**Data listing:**
---------------

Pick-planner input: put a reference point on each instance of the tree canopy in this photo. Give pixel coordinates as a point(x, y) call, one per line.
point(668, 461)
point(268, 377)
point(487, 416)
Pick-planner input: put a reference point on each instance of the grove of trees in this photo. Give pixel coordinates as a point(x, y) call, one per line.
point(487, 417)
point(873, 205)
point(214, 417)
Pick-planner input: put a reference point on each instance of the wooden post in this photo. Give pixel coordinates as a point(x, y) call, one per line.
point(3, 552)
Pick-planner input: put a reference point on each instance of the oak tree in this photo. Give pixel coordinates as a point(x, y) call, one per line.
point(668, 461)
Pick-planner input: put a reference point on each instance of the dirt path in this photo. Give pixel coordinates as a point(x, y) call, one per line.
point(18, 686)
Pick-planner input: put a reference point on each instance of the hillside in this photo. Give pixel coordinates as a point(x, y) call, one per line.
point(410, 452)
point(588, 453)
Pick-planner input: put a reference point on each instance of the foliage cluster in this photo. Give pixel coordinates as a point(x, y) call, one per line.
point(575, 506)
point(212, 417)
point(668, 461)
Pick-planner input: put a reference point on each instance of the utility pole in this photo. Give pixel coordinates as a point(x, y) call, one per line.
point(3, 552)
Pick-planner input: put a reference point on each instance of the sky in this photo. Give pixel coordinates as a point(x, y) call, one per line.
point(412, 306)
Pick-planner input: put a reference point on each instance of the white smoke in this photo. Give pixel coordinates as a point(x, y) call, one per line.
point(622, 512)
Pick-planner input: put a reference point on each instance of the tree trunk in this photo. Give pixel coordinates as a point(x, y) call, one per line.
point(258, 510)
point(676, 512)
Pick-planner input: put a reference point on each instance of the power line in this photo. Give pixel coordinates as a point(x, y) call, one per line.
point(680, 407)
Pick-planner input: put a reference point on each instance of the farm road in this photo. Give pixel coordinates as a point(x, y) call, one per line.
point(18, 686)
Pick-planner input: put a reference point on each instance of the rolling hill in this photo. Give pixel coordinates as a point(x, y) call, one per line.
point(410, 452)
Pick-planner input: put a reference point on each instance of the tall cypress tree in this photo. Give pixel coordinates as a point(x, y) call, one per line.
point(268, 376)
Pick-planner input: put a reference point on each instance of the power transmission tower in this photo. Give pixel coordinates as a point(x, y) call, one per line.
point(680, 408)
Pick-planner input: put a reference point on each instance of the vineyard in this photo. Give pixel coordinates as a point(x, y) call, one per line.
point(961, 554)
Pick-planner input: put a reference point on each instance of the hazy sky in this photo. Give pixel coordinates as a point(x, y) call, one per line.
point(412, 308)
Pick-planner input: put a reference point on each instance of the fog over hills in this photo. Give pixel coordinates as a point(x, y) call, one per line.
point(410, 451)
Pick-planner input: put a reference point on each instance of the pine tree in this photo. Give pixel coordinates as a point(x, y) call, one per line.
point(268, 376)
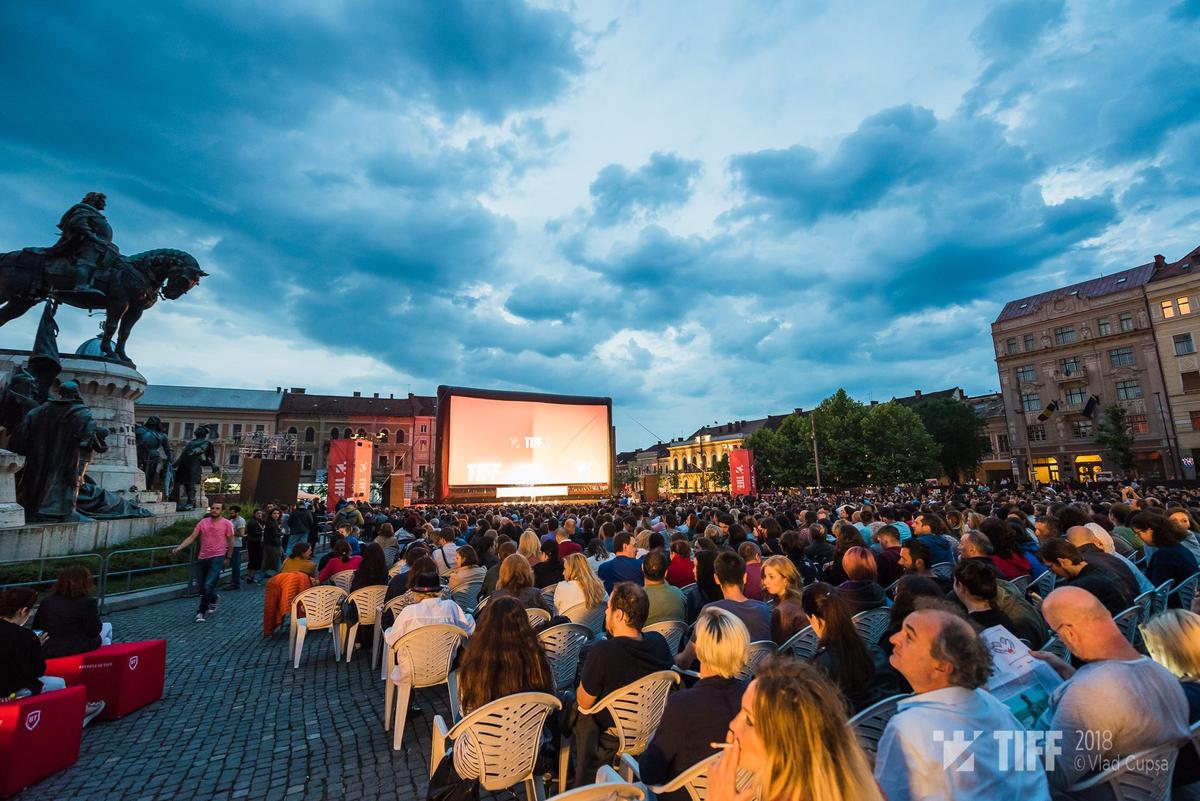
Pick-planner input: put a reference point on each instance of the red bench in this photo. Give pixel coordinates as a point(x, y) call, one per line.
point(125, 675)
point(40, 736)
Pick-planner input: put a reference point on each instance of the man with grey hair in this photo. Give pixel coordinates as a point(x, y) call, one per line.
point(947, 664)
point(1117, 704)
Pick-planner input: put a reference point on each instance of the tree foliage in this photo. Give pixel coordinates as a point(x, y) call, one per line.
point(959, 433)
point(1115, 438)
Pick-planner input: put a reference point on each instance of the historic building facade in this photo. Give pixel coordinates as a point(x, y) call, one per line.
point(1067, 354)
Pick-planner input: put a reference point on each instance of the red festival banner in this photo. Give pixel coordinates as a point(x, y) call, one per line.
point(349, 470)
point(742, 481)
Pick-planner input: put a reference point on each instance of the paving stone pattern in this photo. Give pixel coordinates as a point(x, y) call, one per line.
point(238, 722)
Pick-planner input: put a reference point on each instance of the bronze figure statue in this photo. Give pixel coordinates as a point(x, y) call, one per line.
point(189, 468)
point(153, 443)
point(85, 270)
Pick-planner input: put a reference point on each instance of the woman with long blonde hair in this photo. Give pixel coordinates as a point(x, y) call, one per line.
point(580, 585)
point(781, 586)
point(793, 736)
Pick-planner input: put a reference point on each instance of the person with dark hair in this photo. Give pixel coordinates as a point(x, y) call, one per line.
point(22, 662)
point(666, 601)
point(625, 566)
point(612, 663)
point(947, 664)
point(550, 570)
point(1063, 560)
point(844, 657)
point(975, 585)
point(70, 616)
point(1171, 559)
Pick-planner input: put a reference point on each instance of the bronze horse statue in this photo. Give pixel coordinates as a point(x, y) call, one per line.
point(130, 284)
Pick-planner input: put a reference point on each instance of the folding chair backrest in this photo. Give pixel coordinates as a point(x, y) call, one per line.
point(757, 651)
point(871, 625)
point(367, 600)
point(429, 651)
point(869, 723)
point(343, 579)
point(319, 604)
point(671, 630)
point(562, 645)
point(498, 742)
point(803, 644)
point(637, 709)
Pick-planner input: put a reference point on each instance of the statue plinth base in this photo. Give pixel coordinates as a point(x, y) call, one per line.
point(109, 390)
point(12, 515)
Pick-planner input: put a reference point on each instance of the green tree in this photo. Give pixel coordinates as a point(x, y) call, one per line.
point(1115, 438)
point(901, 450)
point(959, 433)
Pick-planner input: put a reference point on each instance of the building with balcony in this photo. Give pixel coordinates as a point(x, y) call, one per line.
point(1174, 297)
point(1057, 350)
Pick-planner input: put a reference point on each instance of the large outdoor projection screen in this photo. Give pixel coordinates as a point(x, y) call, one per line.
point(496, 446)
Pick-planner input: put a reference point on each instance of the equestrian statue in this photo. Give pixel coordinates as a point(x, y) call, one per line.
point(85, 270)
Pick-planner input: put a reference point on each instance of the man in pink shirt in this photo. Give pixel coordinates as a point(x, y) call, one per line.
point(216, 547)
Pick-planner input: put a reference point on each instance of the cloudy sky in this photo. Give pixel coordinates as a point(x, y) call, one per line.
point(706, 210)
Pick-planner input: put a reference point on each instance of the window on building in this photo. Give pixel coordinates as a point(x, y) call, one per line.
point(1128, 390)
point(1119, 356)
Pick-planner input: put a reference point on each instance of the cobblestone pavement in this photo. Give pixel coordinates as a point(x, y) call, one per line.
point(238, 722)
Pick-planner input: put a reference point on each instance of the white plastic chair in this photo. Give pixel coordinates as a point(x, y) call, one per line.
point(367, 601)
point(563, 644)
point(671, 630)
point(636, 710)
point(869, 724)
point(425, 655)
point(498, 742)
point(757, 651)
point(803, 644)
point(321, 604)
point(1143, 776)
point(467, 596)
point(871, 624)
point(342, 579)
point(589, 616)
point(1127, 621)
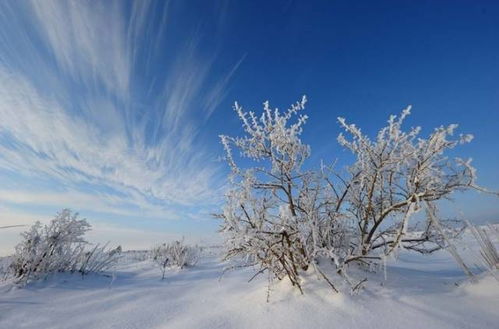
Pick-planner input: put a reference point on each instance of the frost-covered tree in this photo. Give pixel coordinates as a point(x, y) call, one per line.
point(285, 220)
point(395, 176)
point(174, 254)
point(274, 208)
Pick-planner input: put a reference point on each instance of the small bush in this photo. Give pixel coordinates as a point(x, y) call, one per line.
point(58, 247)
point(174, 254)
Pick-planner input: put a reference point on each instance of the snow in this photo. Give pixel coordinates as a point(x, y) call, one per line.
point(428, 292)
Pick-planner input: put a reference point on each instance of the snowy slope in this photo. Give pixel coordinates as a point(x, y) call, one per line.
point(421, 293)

---------------

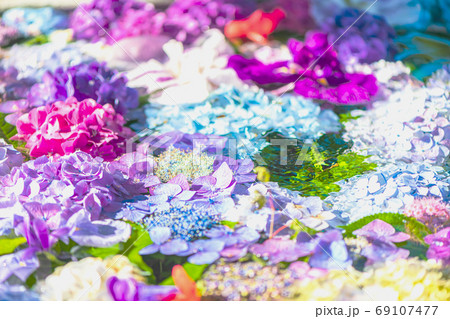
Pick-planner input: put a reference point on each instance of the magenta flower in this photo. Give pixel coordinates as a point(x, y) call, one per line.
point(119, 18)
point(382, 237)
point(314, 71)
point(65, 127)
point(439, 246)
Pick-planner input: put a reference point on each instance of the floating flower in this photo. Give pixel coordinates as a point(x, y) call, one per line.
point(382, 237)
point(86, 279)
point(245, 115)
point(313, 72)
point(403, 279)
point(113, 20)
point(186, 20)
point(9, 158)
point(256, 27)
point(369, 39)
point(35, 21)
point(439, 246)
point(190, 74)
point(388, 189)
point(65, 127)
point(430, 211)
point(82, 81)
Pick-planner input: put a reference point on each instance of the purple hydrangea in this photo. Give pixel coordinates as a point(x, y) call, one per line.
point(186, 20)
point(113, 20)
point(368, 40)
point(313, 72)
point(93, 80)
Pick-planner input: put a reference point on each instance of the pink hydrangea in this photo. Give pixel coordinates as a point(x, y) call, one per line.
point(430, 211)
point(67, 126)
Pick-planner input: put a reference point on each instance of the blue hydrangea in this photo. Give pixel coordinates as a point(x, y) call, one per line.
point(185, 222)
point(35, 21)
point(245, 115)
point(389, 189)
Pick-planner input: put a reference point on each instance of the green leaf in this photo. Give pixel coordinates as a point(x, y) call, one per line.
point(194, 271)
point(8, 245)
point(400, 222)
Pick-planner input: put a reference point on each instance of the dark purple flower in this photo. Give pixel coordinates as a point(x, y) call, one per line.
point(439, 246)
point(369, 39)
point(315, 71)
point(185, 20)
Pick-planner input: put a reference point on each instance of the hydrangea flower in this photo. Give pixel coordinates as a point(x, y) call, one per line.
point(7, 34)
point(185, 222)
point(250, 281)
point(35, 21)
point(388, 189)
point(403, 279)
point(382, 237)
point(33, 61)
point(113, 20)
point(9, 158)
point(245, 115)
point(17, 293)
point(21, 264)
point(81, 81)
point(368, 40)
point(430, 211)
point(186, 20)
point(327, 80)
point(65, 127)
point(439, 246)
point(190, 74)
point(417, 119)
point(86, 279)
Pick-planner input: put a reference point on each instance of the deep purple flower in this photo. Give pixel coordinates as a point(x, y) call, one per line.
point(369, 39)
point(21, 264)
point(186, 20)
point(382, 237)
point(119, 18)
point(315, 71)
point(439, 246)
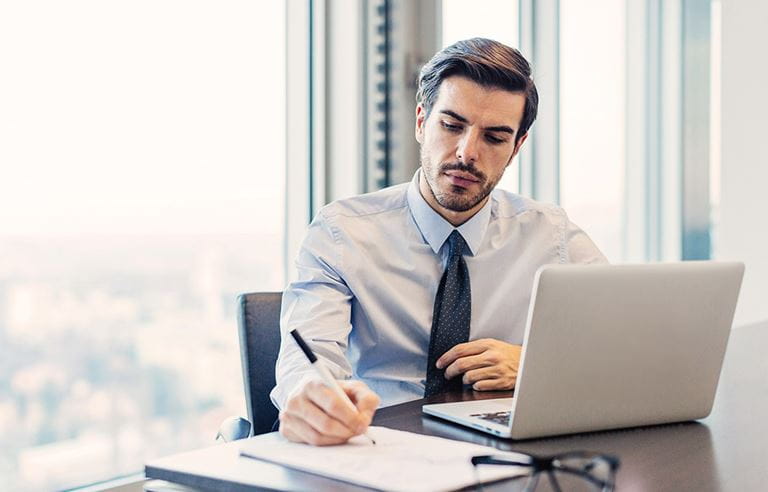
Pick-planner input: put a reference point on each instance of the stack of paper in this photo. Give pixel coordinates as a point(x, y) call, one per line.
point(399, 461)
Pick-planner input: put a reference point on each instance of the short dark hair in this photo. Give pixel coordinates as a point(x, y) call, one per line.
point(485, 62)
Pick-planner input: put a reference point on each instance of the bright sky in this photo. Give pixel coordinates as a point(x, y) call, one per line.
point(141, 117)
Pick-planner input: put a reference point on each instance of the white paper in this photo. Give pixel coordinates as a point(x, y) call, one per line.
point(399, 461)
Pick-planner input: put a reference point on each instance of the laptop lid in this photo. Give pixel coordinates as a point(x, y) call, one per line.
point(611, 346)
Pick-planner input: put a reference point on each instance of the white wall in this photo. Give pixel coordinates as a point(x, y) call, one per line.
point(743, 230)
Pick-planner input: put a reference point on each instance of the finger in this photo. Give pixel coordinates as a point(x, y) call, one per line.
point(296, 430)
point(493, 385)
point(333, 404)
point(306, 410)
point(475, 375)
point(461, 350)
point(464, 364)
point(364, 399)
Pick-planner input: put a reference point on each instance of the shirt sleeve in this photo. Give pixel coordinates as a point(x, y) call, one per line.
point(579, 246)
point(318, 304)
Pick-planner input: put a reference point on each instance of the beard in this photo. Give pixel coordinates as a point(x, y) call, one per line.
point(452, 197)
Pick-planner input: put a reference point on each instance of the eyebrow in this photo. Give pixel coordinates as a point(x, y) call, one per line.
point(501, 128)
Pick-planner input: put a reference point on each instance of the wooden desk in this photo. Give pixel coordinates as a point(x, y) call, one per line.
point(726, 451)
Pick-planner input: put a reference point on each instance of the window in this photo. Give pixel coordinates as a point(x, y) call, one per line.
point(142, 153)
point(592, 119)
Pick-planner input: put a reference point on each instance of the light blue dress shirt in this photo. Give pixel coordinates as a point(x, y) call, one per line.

---------------

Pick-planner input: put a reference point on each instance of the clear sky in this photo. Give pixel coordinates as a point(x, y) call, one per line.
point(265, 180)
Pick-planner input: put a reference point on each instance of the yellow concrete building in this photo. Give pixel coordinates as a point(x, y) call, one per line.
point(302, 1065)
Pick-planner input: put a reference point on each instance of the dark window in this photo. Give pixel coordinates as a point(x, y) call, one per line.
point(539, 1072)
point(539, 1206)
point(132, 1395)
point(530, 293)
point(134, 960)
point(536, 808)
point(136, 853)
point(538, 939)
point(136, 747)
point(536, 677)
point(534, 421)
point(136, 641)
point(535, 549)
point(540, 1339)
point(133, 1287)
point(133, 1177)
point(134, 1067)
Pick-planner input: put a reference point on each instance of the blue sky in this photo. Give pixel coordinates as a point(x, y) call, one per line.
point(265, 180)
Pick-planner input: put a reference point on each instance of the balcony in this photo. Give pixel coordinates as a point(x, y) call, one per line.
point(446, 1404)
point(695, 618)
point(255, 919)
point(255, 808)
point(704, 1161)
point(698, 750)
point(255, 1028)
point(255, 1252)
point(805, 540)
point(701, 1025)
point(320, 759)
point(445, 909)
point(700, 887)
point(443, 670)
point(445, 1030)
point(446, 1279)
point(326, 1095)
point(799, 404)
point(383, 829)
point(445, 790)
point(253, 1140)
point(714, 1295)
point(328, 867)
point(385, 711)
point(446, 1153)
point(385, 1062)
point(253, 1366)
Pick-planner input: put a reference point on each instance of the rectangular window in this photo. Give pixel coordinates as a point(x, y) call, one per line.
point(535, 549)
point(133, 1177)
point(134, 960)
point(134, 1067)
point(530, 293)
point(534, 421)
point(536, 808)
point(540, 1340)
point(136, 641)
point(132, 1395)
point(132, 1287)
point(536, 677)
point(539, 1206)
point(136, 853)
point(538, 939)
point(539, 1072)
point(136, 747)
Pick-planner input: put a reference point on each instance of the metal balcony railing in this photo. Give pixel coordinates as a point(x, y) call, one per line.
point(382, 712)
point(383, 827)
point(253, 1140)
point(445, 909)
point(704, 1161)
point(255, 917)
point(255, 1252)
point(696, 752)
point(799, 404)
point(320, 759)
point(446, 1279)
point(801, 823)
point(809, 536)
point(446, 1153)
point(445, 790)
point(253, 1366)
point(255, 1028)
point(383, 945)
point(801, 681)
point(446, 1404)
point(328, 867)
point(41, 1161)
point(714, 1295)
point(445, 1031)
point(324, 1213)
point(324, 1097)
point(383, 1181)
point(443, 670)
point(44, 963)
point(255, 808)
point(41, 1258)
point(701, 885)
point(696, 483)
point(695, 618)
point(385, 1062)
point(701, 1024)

---------------

Copy the lines of the data listing above verbatim, starting with the line that contains "of the stack" and ending with the line that contains "point(485, 62)", both included.

**Full solution:**
Pick-planner input: put a reference point on each instance of the stack of paper in this photo. Give pixel coordinates as a point(x, y) call, one per line.
point(399, 461)
Pick-planner input: put a reference point on each instance of the short dark hair in this photo. Give pixel coordinates as a point(x, y) call, one per line.
point(485, 62)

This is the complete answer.